-------- Статья
Ведь разница между этими моделями поведения нацио­нальных элит бросается в глаза. Достаточно одного взгля­да на историю, допустим, Дании или Швеции, тоже север­ных и тоже культурно отсталых стран, судьба которых, как и судьба России, решалась в историческом споре между барщиной и денежной рентой. Обеим, как и России, при­шлось отведать и вкус феодальной реакции, и произвол тиранов а 1а Грозный (иные из их королей, во всяком слу­чае, были несомненными параноиками). С большой степе­нью вероятности можно сказать, что и Дания, и Швеция по­бывали на самом краю той самодержавной пропасти, в ко­торую провалилась Россия. Но не упали. Почему?

В СТРАННОЙ КОМПАНИИ

Причин, наверное, немало. Но решающей выглядит все- таки секуляризация церковных земель, благодаря кото­рой сохранили эти страны и мощь своей аристократии, и будущее крестьянской предбуржуазии.

Когда в 1536 г. король датский Христиан III арестовал епископов и отнял у монастырей их земли, утроив тем са­мым королевский домен, для помещиков, которым эти земли большей частью и достались, наступил золотой век. Но затронула барщина в Дании лишь один этот сектор на­циональной экономики. Крепостное право не распростра­нилось, как поветрие, по всей стране и никогда не стало государственной политикой. Даже во второй половине XVII века, когда русское — и польское — крестьянство было уже безнадежно закрепощено, барщину в Дании несло лишь 20% крестьян, а продажа их без земли вооб­ще не получила распространения.

Шведский пример еще нагляднее. После секуляриза­ции церковных земель в руках помещиков сосредоточи­лась половина всех пахотных площадей страны. Возник даже страх «лифляндского рабства», т. е. тотального за­крепощения крестьян. Но страхом он и остался.
----------------
-------- Данные набора
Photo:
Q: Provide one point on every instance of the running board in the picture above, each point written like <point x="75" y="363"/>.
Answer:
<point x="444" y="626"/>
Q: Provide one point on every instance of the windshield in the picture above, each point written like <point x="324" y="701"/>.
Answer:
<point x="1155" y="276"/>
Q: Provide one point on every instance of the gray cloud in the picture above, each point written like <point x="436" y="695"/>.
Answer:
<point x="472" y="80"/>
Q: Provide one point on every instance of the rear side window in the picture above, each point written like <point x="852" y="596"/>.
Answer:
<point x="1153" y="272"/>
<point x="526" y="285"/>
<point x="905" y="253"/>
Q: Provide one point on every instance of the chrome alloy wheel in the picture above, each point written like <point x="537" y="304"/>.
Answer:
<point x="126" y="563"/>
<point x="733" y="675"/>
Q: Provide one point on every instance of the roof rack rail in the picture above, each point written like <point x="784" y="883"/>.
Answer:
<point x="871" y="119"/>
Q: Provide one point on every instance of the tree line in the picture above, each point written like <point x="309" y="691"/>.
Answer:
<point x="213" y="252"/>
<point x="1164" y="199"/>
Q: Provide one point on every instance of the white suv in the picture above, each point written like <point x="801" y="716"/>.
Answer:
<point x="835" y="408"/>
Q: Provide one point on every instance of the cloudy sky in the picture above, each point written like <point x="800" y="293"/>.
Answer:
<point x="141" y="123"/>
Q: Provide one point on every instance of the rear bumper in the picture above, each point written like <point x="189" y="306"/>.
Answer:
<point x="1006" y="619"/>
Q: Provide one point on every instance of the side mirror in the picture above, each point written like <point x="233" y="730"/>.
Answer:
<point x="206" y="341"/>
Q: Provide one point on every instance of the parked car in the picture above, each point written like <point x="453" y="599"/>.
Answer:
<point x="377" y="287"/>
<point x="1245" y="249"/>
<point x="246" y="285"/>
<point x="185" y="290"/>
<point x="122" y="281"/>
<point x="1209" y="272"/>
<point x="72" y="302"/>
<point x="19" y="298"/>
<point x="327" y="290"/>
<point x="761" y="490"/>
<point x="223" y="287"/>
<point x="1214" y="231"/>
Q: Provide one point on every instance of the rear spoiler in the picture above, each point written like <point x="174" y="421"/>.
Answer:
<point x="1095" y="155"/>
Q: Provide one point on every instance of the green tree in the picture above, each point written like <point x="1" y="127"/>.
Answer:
----------------
▶ Суть задания: Напишите продолжение статьи о том, как Дания и Швеция избежали самодержавия, постигшего Россию, начав сразу после ее последнего предложения.

▶ Ответ на задание:
Сравним это с опытом католической Польши, где то же самое «лифляндское рабство» как раз и стало тоталь­ным, — и разница станет очевидной. Католическая мо­дель реакции Восточной Европы на рождение капитализ­ма резко, можно сказать судьбоносно, отличалась от про­тестантской.

Выходит, русское крестьянство вовсе не было, вопреки Валлерстайну, обречено на тотальное закрепощение. И не была русская аристократия обречена на опричный раз­гром и вековое унижение. И не было самодержавие судь­бою России. Оно стало ею. Стало потому, что самые ее могущественные политические элиты, и в первую очередь церковь, предпочли католическую модель реакции на рождение капитализма. Как, однако, оказалась право­славная Россия в одной компании с католиками?

В конце концов, не было у русской церкви более закля­того врага, нежели католичество, «латинство», как презри­тельно именует она его и по сию пору. Даже в XX веке про­должали эту традицию ненависти современные иосифля­не-евразийцы. Вот что писал уже в 1922 году их главный идеолог Петр Савицкий: «Обращающиеся в латинство... подвержены гибели духовной; идут от Истины полной к извращению Истины, от Церкви Христовой к сообщест­ву, предавшему начала церковные в жертву человеческой гордыне»11. Дабы подчеркнуть свое отвращение, обруши­вает он на католичество самое страшное в его устах про­клятие: «Следует понимать, что в некотором смысле боль­шевизм и латинство... суть соратники и союзники»12. Чита­тель легко может представить себе, что говорили о латин­стве его евразийские предшественники в XVI веке. Для них оно было в буквальном смысле «соратником и со­юзником» самого Сатаны. Анафема, ересь, исчадие врага рода человеческого. И тем не менее...

И тем не менее едва встали на кон частнохозяйственные интересы церкви, едва оказалась она перед выбором между материальным богатством (или, если хотите, «че­ловеческой гордыней») и «полной Истиной», говоря язы­ком Савицкого, без колебаний выбрала она именно «гор­дыню». Более того, как мы сейчас увидим, дралась она за свое богатство до последнего, с ничуть не меньшей ярос­тью, чем «латинские» контрреформаторские силы во всей Европе.

Но представление об этой неожиданной католической ярости православной церкви лишь один из еретических выводов, которые принес нам анализ Реформации. На примере тех же протестантских Дании и Швеции ви­дим мы, что именно благодаря секуляризации церков­ных земель найден был в них тот компромисс между раз­ными элитами и институтами общества, который позво­лил им предотвратить воцарение самодержавного произвола.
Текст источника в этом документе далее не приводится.